- Requisitos
**1.** Segundo o texto sobre o reconhecimento judicial da união estável homossexual, qual câmara julgou a Apelação Cível nº 70006542377 e em que data?
**2.** Retome o texto sobre o reconhecimento judicial da união estável homossexual e continue a escrevê-lo a partir do ponto em que ele termina.

- Trecho do texto
========================================================================

Apelação Cível nº 70005488812, julgada pela Sétima Câmara Cível em 25 de junho de 2003. Além de ficar reconhecida como união estável a relação dita homoerótica, determina-se a partilha de bens consoante o regime de comunhão parcial. A Ementa:
“RELAÇÃO HOMOERÓTICA. UNIÃO ESTÁVEL. APLICAÇÃO DOS PRINCIPIOS CONSTITUCIONAIS DA DIGNIDADE HUMANA E DA IGUALDADE. ANALOGIA. PRINCÍPIOS GERAIS DO DIREITO. VISÃO ABRANGENTE DAS ENTIDADES FAMILIARES. REGRAS DE INCLUSÃO. PARTILHA DE BENS. REGIME DA COMUNHÃO PARCIAL. INTELIGÊNCIA DOS ARTIGOS 1.723, 1.725 E 1.658 DO CÓDIGO CIVIL DE 2002. PRECEDENTES JURISPRUDENCIAIS.
Constitui união estável a relação fática entre duas mulheres, configurada na convivência pública, contínua, duradoura e estabelecida com o objetivo de constituir verdadeira família, observados os deveres de lealdade, respeito e mútua assistência.
Superados os preconceitos que afetam ditas realidades, aplicam-se os princípios constitucionais da dignidade da pessoa, da igualdade, além da analogia e dos princípios gerais do direito, além da contemporânea modelagem das entidades familiares em sistema aberto argamassado em regras de inclusão.
Assim, definida a natureza do convívio, opera-se a partilha dos bens segundo o regime da comunhão parcial.[…]”
Apelação Cível nº 70006542377, julgada pela Oitava Câmara Cível em 11 de setembro de 2003. Fica reconhecida a união estável entre homossexuais. Conforme a Ementa:
“APELAÇÃO. UNIÃO HOMOSSEXUAL. RECONHECIMENTO DE UNIÃO ESTÁVEL. PARTILHA. Embora reconhecida na parte dispositiva da sentença a existência de sociedade de fato, os elementos probatórios dos autos indicam a existência de união estável. PARTILHA. A união homossexual merece proteção jurídica, porquanto traz em sua essência o afeto entre dois seres humanos com o intuito relacional. Caracterizada a união estável, impõe-se a partilha igualitária dos bens adquiridos na constância da união, prescindindo da demonstração de colaboração efetiva de um dos conviventes, somente exigidos nas hipóteses de sociedade de fato. […]”
Se a união estável homossexual não é proibida, conclui-se que é permitida (teoria kelseniana). Se se entende que existe lacuna no Direito, ela deve ser colmatada (teoria de Norberto Bobbio). Em sendo consideradas essas duas teorias, que são excludentes entre si, há que se caminhar seguramente por outra via, qual seja: se é permitida a união estável homossexual e não há norma específica a ela dirigida, então resta a analogia com a união estável heterossexual. Esse argumento tem sido registrado pelo Des. Rui Portanova em diversos julgados. Na presente Apelação Cível, o referido Desembargador atua como Relator, afirmando, à p. 11:
“No presente caso, a lacuna será preenchida com princípios constitucionais e analogia. Para Bobbio a analogia e os princípios fazem parte do método de auto-integração para preenchimento de lacunas (Teoria do Ordenamento Jurídico, p.150). Para Maria Helena Diniz os princípios são também usados para o preenchimento de lacunas, mas fazem parte do método da heterointegração (Lacuna do Direito, p. 212) por entender como fonte subsidiária do direito.

========================================================================

Dados extraídos de uma coleção

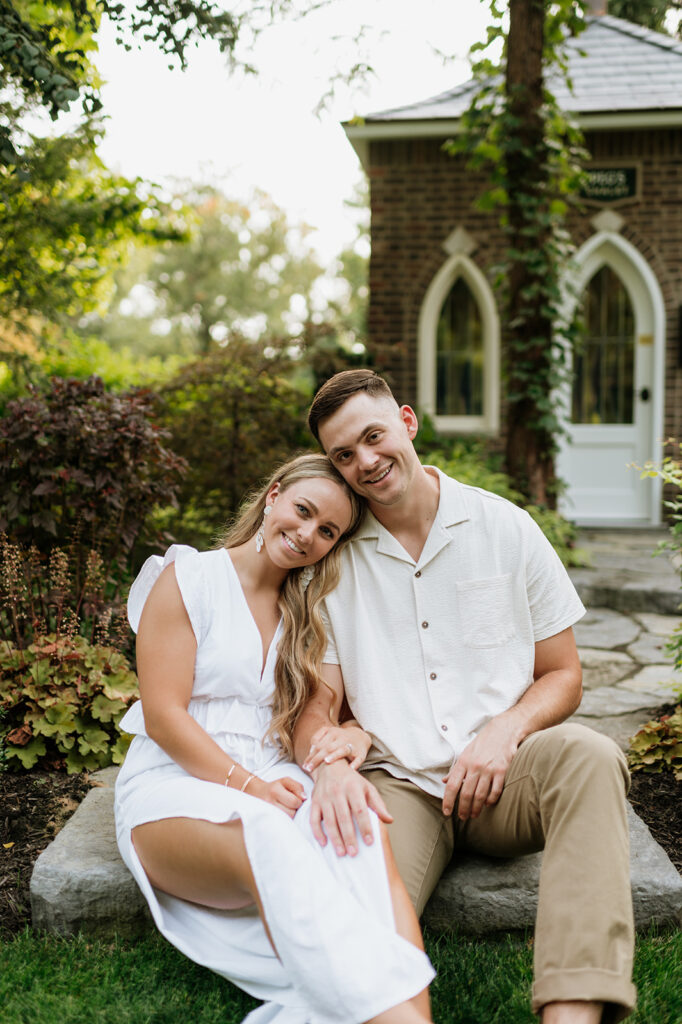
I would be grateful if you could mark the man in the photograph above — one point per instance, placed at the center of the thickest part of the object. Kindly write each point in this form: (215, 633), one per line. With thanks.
(452, 632)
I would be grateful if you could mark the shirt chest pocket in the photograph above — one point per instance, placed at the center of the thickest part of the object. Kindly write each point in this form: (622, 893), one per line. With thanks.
(485, 611)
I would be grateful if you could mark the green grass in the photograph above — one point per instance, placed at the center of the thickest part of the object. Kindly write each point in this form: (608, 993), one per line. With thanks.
(46, 980)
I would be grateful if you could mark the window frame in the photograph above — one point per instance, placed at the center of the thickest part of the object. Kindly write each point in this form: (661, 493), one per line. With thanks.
(456, 266)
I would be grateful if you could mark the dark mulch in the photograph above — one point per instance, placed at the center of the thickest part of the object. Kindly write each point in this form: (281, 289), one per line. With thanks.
(657, 800)
(35, 805)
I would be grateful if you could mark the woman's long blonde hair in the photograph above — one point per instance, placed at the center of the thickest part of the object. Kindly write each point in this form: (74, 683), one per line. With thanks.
(303, 640)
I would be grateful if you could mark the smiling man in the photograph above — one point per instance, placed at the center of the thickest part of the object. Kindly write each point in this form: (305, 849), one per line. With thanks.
(451, 631)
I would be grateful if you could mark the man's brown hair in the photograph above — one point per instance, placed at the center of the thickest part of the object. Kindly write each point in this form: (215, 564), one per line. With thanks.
(339, 388)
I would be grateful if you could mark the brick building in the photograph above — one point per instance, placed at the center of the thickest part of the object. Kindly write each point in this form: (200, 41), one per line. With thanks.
(434, 318)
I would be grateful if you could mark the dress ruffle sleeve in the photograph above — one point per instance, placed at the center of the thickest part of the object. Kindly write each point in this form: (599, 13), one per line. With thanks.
(190, 581)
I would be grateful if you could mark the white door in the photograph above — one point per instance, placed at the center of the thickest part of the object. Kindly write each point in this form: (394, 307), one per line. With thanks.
(612, 404)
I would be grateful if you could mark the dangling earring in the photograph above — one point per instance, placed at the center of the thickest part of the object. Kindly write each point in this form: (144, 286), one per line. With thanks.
(259, 536)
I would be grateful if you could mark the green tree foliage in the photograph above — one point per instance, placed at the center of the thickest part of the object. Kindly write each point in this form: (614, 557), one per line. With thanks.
(64, 220)
(245, 268)
(45, 47)
(232, 415)
(62, 699)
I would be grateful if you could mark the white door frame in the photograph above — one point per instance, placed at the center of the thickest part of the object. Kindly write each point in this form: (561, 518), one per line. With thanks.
(607, 247)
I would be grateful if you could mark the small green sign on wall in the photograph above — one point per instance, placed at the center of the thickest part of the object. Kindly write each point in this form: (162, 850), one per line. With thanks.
(610, 184)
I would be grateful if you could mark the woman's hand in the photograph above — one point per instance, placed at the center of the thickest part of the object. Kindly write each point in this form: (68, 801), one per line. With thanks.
(285, 793)
(333, 742)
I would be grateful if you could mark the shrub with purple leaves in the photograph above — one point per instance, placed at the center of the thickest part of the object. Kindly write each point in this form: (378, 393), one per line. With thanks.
(82, 469)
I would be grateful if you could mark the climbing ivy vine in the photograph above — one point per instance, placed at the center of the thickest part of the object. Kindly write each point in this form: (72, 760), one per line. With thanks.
(531, 154)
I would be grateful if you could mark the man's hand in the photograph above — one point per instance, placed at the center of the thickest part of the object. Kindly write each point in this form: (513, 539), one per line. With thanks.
(478, 774)
(340, 796)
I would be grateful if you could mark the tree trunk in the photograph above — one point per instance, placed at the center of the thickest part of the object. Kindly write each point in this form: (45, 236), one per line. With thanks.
(529, 453)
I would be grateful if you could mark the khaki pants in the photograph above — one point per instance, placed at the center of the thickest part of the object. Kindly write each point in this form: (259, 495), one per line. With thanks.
(564, 793)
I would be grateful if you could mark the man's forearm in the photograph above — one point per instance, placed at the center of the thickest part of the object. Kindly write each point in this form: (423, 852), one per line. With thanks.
(313, 717)
(549, 700)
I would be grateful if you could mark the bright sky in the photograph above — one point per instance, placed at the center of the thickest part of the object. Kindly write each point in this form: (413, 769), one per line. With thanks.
(246, 132)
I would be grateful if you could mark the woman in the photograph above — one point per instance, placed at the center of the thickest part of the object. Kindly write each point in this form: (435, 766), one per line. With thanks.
(210, 816)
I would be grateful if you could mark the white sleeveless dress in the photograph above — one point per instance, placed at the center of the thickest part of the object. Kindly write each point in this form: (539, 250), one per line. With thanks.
(331, 918)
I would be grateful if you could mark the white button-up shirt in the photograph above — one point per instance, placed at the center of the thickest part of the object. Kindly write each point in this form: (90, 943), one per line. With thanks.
(431, 650)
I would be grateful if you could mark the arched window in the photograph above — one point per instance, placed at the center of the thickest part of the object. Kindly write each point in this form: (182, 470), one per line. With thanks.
(460, 354)
(459, 350)
(604, 358)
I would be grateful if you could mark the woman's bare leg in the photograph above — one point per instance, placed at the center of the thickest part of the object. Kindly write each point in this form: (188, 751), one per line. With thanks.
(407, 923)
(207, 863)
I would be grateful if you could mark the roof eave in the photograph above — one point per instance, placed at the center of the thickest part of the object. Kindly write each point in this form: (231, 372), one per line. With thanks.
(359, 135)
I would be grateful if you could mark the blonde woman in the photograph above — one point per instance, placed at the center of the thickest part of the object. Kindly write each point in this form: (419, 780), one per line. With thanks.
(211, 814)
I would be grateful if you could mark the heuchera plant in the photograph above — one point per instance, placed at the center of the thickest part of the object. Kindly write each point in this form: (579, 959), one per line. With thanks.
(62, 698)
(657, 745)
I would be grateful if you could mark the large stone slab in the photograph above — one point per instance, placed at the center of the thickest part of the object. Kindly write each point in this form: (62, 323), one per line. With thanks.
(661, 679)
(80, 883)
(603, 668)
(617, 590)
(605, 629)
(661, 626)
(478, 895)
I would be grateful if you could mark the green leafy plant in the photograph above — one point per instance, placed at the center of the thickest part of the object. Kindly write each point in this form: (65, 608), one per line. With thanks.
(81, 469)
(530, 153)
(657, 745)
(231, 415)
(670, 472)
(62, 698)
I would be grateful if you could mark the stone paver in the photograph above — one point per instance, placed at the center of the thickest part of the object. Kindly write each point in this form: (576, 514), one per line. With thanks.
(478, 895)
(605, 629)
(602, 668)
(661, 626)
(648, 648)
(622, 727)
(616, 700)
(81, 884)
(661, 679)
(625, 574)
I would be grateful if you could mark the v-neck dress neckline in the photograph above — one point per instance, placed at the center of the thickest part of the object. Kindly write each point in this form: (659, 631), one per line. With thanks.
(264, 656)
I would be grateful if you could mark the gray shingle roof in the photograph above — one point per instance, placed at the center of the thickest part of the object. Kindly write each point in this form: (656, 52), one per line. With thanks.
(615, 67)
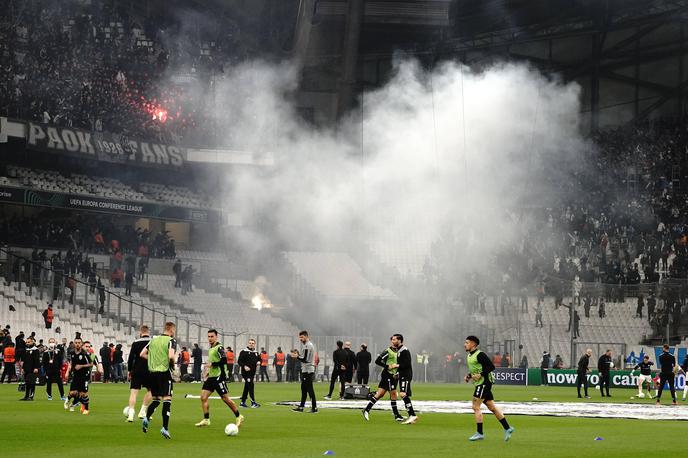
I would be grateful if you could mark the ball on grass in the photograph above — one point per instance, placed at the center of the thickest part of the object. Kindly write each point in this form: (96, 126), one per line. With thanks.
(231, 429)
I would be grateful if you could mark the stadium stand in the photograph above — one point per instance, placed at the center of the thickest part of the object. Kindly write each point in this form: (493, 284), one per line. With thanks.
(335, 275)
(215, 308)
(96, 66)
(27, 317)
(52, 181)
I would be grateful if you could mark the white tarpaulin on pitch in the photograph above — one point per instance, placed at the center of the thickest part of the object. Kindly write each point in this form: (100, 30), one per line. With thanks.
(557, 409)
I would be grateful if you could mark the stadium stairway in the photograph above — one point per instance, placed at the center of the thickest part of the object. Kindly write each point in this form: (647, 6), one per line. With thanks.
(618, 327)
(28, 318)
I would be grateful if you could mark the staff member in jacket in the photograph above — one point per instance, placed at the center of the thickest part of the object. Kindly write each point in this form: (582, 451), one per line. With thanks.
(278, 361)
(264, 360)
(363, 360)
(350, 363)
(340, 359)
(582, 372)
(248, 360)
(604, 365)
(31, 367)
(306, 357)
(667, 364)
(52, 365)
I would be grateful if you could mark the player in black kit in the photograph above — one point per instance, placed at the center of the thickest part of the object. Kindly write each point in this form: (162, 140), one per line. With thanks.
(139, 375)
(80, 363)
(645, 376)
(667, 364)
(52, 365)
(248, 359)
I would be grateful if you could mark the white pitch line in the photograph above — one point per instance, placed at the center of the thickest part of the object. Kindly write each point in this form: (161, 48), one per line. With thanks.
(195, 396)
(556, 409)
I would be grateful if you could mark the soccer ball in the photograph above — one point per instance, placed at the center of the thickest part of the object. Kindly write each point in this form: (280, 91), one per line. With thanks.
(231, 429)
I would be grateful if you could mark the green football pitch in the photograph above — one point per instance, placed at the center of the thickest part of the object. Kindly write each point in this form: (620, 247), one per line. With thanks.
(43, 428)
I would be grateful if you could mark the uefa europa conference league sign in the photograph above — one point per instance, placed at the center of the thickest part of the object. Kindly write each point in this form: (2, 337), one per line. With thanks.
(103, 146)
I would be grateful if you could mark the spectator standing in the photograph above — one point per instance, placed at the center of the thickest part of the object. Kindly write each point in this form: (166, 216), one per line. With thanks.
(105, 361)
(9, 363)
(128, 282)
(538, 315)
(544, 365)
(177, 270)
(639, 307)
(48, 316)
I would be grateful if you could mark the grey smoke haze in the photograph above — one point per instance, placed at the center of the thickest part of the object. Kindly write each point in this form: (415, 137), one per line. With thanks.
(402, 169)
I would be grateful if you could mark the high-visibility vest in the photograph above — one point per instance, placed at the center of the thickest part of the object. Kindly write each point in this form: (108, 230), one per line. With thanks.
(9, 354)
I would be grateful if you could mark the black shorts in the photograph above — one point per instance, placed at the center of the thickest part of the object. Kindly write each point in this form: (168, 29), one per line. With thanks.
(139, 380)
(160, 384)
(484, 392)
(405, 386)
(79, 384)
(215, 384)
(53, 377)
(388, 382)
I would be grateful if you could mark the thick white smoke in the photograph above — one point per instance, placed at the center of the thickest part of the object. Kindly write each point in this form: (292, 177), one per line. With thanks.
(430, 152)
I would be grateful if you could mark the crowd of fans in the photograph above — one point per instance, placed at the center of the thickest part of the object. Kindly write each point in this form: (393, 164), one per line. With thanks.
(86, 234)
(621, 231)
(97, 66)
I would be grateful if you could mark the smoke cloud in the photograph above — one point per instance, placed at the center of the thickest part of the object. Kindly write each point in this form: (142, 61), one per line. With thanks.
(432, 152)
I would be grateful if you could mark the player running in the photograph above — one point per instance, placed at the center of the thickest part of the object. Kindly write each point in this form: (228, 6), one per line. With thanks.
(645, 376)
(81, 364)
(480, 371)
(216, 380)
(405, 366)
(161, 355)
(139, 376)
(389, 378)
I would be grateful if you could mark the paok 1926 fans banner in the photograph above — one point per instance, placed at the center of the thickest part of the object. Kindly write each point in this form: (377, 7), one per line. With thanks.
(103, 146)
(99, 204)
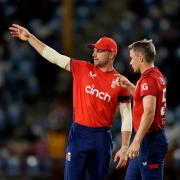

========================================================================

- Resultados em ordem
**1.** Foi julgada pela Oitava Câmara Cível em 11 de setembro de 2003.

**2.**
PRINCÍPIOS: IGUALDADE E DIGNIDADE DA PESSOA HUMANA.
Segundo Roger Raupp Rios em “A Homossexualidade no Direito” (p.67) a concretização do princípio da igualdade se dá com a existência de um princípio geral de não discriminação por orientação sexual.”
O Des. Rui Portanova completa: “Certa a existência de lacuna a respeito do tema das uniões homossexuais, certo que o não reconhecimento de direitos aos parceiros do mesmo sexo significa uma afronta aos princípios constitucionais” (p. 13). O mesmo Desembargador também fala sobre os princípios da dignidade da pessoa humana e da igualdade.
“A decisão de tutelar o direito do homossexual e as relações que daí advém cabe ao aplicador da lei com base no ordenamento jurídico que está a sua disposição. Só existem, assim, dois caminhos: ou se reconhece o direito às relações homoafetivas e lhes imprime proteção e às relações jurídicas decorrentes, ou se segrega, se marginaliza. Não existe meio termo ou outorgue proteção parcial.
A primeira hipótese coaduna-se com a tolerância que deve permear as relações sociais. A segunda, traz o preconceito, o sectarismo, o apartheid pela opção sexual. Implica em reconhecer como menor uma relação entre duas pessoas de mesmo sexo, sob o paradigma das relações heterossexuais. Ainda que corrente seja a heterossexualidade, o paradigma é outro: é o do gênero humano.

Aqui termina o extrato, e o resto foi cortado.